╭─ Listed entries

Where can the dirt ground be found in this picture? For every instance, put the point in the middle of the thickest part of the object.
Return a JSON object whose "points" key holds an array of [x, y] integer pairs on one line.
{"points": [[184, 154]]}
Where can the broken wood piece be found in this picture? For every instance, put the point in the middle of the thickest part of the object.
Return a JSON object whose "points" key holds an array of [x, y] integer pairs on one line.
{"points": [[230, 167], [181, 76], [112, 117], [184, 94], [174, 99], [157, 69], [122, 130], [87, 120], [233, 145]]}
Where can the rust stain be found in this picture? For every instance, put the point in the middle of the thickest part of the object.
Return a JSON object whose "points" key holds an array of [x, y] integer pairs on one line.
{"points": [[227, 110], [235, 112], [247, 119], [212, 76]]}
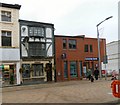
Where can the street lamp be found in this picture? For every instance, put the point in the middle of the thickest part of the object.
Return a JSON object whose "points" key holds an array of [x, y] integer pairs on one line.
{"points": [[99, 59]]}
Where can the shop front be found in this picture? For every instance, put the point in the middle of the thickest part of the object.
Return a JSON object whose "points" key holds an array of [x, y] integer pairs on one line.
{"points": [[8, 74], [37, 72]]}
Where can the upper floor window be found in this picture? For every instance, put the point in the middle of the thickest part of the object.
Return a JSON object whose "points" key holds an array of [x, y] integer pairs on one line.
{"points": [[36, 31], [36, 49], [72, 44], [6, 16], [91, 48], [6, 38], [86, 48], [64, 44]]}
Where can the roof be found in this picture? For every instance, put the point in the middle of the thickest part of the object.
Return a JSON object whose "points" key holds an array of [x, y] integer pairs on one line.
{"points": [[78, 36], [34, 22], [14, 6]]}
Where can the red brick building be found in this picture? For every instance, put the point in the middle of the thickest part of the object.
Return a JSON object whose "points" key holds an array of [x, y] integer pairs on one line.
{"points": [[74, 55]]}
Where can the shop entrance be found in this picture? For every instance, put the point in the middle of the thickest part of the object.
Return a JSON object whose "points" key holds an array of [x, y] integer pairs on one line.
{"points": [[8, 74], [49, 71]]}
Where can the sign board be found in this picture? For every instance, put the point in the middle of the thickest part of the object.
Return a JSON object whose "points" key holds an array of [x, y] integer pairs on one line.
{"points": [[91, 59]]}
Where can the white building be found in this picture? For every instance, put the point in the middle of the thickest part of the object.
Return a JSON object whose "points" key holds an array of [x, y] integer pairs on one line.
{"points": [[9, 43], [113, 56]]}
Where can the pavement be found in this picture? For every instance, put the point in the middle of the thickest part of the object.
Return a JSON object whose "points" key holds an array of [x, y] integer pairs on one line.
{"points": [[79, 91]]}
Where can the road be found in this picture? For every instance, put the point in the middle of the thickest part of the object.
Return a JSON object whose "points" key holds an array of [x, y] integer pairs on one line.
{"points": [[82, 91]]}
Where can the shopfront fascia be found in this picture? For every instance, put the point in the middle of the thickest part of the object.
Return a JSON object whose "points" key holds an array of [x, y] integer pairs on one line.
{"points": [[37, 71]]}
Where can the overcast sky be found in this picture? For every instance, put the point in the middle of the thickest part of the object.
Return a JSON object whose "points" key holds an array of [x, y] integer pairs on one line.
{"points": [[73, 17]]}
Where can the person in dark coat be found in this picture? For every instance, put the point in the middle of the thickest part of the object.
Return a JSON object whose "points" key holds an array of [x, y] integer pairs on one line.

╰─

| Activity |
The expected result is an exact transcription of the lines from the one containing "Where can the white" through the end of the records above; please include both ends.

| Exercise solution |
Where can the white building be found in this picture? For every instance, put the point in the middle of the thickest part of the object.
Return a JSON object whose "points" key holds an array of [x, y] integer pairs on one line.
{"points": [[9, 43], [113, 56]]}
Where can the pavement be found in this picture? For every instance, put the point in the middle of the thickest part of the object.
Return a JSON object whose "points" key holds an array of [x, y] integer pairs on one line.
{"points": [[79, 91]]}
Where can the road be found in this picture? For every instance, put the point in the middle of the thickest part of the object.
Return a JSON object whose "points" key holds an array of [x, y] integer pairs on one line.
{"points": [[82, 91]]}
Where can the shopfront fascia be found in this picture? For every instance, put the point in the middle of the thickest part of the object.
Return a JSON object whose "points" key holds an array of [x, y] integer pairs on one line.
{"points": [[37, 71]]}
Where can the overcast sky be found in this picture? For every instance, put the point in the middle of the thickest part of the object.
Return a JSON object whose "points" key holds an array of [x, y] integer pairs on one line.
{"points": [[73, 17]]}
Where can the person in dark coat be found in this picture? For every instance, put the point in the middle of the thickest part of the object.
Return a JSON object whose "points" key holds an array of [x, y] integer pairs on one line.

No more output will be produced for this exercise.